Work required:
Count the lines in the entries below that contain the string "image", treating uppercase and lowercase letters as distinct. Give only the number.

Data shown:
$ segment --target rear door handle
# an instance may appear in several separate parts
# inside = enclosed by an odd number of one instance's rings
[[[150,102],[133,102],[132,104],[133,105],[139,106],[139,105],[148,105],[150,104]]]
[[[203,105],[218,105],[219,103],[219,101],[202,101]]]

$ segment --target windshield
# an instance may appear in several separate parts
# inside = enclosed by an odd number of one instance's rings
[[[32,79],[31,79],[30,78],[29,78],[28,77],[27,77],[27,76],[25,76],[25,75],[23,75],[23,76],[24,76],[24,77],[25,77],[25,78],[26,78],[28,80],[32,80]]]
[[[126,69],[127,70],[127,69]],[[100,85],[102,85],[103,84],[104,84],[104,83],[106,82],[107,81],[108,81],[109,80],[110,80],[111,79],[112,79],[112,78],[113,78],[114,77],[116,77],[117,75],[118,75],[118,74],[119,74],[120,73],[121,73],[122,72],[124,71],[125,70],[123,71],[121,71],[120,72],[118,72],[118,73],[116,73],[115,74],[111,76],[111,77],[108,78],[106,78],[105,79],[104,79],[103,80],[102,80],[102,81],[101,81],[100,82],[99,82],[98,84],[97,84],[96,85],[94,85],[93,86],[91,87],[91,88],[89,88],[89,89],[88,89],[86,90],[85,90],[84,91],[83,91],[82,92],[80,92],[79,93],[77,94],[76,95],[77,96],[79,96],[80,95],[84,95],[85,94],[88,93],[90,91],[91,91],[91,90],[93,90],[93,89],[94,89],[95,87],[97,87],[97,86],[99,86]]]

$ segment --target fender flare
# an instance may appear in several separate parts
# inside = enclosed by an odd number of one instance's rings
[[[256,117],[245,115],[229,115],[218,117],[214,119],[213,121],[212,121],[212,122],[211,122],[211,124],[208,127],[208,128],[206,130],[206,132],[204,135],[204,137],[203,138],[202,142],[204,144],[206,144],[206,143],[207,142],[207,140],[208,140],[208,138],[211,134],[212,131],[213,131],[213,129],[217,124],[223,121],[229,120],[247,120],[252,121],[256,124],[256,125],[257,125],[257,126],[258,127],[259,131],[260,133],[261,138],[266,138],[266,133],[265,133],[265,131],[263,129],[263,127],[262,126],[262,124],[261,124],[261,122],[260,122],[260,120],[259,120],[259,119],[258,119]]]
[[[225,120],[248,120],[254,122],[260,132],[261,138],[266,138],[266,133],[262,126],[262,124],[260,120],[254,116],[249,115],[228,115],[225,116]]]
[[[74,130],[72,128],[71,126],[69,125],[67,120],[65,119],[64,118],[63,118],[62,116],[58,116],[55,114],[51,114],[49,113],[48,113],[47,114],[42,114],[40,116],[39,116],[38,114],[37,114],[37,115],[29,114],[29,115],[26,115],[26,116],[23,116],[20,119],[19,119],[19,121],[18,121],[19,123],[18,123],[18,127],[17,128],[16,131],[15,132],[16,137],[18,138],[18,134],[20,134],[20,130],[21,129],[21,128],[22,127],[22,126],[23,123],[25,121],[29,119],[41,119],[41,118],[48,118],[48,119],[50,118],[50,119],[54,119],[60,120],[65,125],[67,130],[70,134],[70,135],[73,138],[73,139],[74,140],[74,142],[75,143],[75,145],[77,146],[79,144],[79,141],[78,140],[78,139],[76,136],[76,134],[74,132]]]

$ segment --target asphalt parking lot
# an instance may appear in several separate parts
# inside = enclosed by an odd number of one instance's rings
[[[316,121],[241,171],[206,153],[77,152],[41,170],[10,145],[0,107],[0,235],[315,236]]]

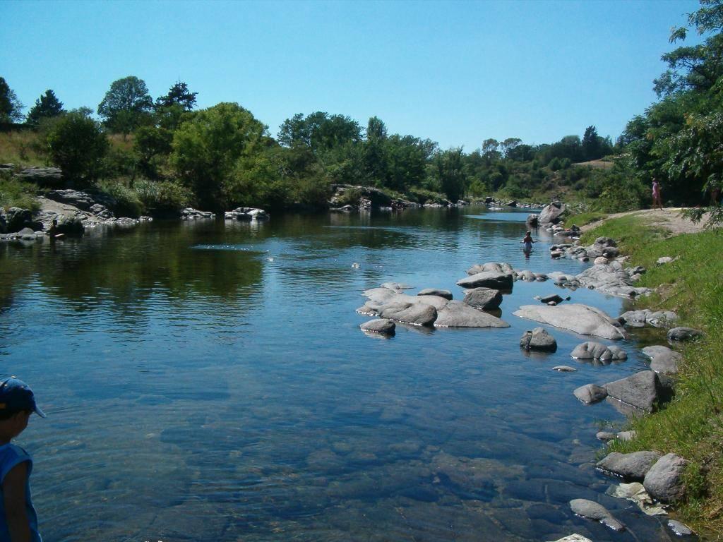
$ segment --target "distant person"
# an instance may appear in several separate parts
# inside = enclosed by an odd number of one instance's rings
[[[532,244],[536,243],[537,241],[532,238],[532,234],[530,231],[528,230],[525,233],[524,238],[520,241],[522,243],[522,251],[525,253],[525,255],[529,257],[530,252],[532,251]]]
[[[658,182],[658,179],[653,178],[653,210],[654,210],[656,206],[660,208],[660,210],[663,210],[663,203],[660,197],[660,183]]]
[[[10,441],[27,427],[30,414],[45,418],[30,386],[14,377],[0,382],[0,541],[43,542],[30,500],[33,460]]]

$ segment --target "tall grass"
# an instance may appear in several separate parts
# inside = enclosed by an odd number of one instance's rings
[[[675,452],[690,462],[685,473],[686,501],[678,515],[704,538],[723,537],[723,232],[709,231],[663,238],[660,231],[627,216],[609,220],[583,236],[620,241],[633,264],[648,270],[639,285],[669,285],[638,299],[640,307],[677,311],[680,325],[704,335],[682,347],[675,397],[652,415],[632,419],[637,437],[615,442],[611,449]],[[662,256],[677,257],[662,266]]]

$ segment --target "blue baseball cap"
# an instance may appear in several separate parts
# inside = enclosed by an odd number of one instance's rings
[[[30,387],[22,380],[10,377],[0,382],[0,412],[31,410],[40,418],[46,413],[35,404]]]

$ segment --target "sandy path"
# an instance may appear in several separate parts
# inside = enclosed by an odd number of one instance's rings
[[[638,211],[628,211],[627,212],[615,212],[608,215],[607,218],[602,220],[593,222],[587,225],[583,225],[580,229],[582,231],[588,231],[602,224],[605,220],[610,218],[617,218],[628,215],[641,216],[643,219],[651,225],[659,226],[670,232],[671,235],[677,236],[680,233],[696,233],[703,231],[705,229],[705,224],[707,216],[703,216],[703,220],[697,224],[694,224],[687,218],[681,216],[683,207],[665,207],[662,211],[660,210],[643,209]]]

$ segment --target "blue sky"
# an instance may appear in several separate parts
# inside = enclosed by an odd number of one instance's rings
[[[0,76],[29,108],[52,88],[95,109],[135,75],[177,80],[200,107],[235,101],[275,135],[325,111],[468,152],[552,142],[594,124],[615,139],[656,100],[670,27],[692,0],[8,1]],[[695,36],[691,36],[695,40]],[[689,40],[691,38],[689,38]],[[27,112],[27,108],[26,108]]]

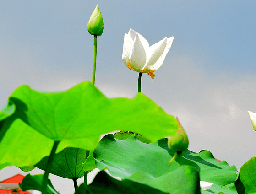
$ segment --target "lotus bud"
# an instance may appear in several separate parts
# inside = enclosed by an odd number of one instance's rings
[[[88,22],[87,29],[92,35],[100,36],[103,32],[104,22],[98,5]]]
[[[254,130],[256,131],[256,113],[253,113],[252,112],[248,111],[249,116],[251,119],[251,124]]]

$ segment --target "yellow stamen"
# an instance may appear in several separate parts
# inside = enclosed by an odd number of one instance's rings
[[[147,74],[150,77],[151,77],[151,78],[152,79],[154,79],[155,76],[156,76],[156,75],[154,74],[152,71],[149,72],[148,73],[147,73]]]
[[[126,64],[126,66],[127,66],[127,67],[130,69],[131,70],[132,70],[133,71],[135,71],[135,70],[134,70],[134,69],[133,69],[132,67],[131,67],[131,64],[130,64],[130,62],[128,62],[127,64]]]

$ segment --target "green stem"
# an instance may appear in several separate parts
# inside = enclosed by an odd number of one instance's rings
[[[56,150],[57,149],[58,145],[60,141],[55,141],[54,142],[51,153],[49,156],[49,158],[48,158],[48,161],[46,164],[45,170],[44,171],[44,179],[43,179],[43,183],[42,184],[42,194],[47,194],[47,183],[48,182],[48,176],[49,176],[49,172],[54,158],[54,155],[55,154]]]
[[[143,73],[139,73],[139,79],[138,79],[138,92],[142,92],[142,76]]]
[[[96,72],[96,58],[97,56],[97,35],[94,35],[93,38],[93,76],[92,83],[95,84],[95,74]]]
[[[73,182],[74,182],[74,187],[75,187],[75,191],[76,191],[76,189],[77,189],[77,187],[78,187],[78,186],[77,185],[77,178],[73,178]]]
[[[87,158],[90,155],[90,151],[87,150],[86,154],[85,155],[85,159],[86,160]],[[87,185],[87,179],[88,178],[88,171],[84,172],[84,175],[83,176],[83,183]]]

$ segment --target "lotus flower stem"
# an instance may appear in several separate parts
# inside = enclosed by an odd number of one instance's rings
[[[139,73],[139,79],[138,79],[138,92],[142,92],[142,73]]]
[[[95,84],[95,73],[96,72],[96,58],[97,56],[97,35],[93,35],[93,76],[92,83]]]
[[[86,151],[86,154],[85,155],[85,160],[87,159],[87,158],[90,155],[90,151],[87,150]],[[84,175],[83,176],[83,183],[84,184],[86,184],[87,185],[87,179],[88,178],[88,171],[85,171],[84,172]]]
[[[42,194],[47,194],[47,183],[48,182],[48,176],[49,176],[49,172],[52,167],[53,159],[54,158],[54,155],[55,155],[57,147],[58,146],[59,143],[60,141],[55,141],[54,142],[51,153],[49,156],[49,158],[48,158],[47,164],[46,164],[46,167],[45,167],[45,171],[44,171],[44,179],[43,179],[43,183],[42,184]]]
[[[74,182],[74,187],[75,187],[75,191],[76,190],[77,187],[78,187],[77,185],[77,178],[73,178],[73,182]]]

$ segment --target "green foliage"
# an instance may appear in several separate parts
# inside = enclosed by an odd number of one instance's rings
[[[239,194],[256,193],[256,157],[252,157],[241,167],[235,186]]]
[[[149,191],[150,191],[150,192]],[[96,175],[93,182],[88,186],[81,184],[75,194],[164,194],[163,192],[150,186],[140,184],[130,180],[117,180],[104,171],[101,171]],[[192,194],[193,193],[189,193]]]
[[[47,93],[22,86],[9,100],[0,113],[5,119],[0,123],[2,168],[34,165],[49,155],[54,141],[60,141],[57,152],[66,147],[92,150],[101,134],[114,130],[136,131],[156,141],[178,127],[173,116],[145,95],[109,99],[89,81]]]
[[[114,136],[115,138],[120,140],[126,140],[132,136],[134,136],[134,132],[132,131],[126,131],[124,130],[117,132],[114,135]],[[137,137],[136,138],[138,140],[139,140],[142,142],[146,144],[151,143],[151,142],[146,137],[139,134],[137,135]]]
[[[236,178],[234,166],[230,167],[224,161],[218,162],[207,151],[199,153],[184,151],[180,163],[177,161],[169,163],[174,153],[169,151],[166,139],[147,144],[134,137],[121,140],[109,134],[101,140],[94,153],[98,168],[103,170],[107,168],[111,175],[122,179],[132,180],[153,186],[155,185],[156,179],[163,178],[165,176],[169,176],[170,180],[174,181],[172,178],[173,176],[170,175],[180,168],[180,165],[185,165],[199,172],[200,180],[214,183],[214,187],[202,191],[202,193],[217,193],[223,191],[226,194],[237,193],[234,188]],[[143,178],[141,178],[141,174]],[[138,177],[137,179],[135,178],[136,176]],[[157,185],[155,186],[155,189],[163,192],[171,192],[172,190],[172,188],[168,187],[164,189],[169,190],[163,190]]]
[[[68,147],[55,154],[49,172],[64,178],[79,178],[84,174],[82,163],[86,150]],[[35,166],[45,170],[49,156],[44,157]]]
[[[42,191],[42,183],[43,177],[43,174],[31,175],[28,174],[24,178],[22,183],[19,184],[20,187],[23,191],[27,190],[37,190]],[[59,194],[54,189],[49,179],[48,179],[47,192],[47,194]]]

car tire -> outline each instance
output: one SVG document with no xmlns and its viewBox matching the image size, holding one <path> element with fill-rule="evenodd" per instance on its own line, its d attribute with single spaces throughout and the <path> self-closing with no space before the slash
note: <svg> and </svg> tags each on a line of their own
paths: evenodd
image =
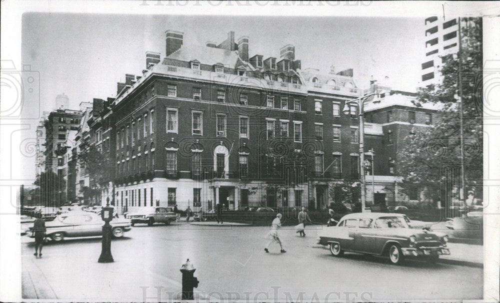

Solution below:
2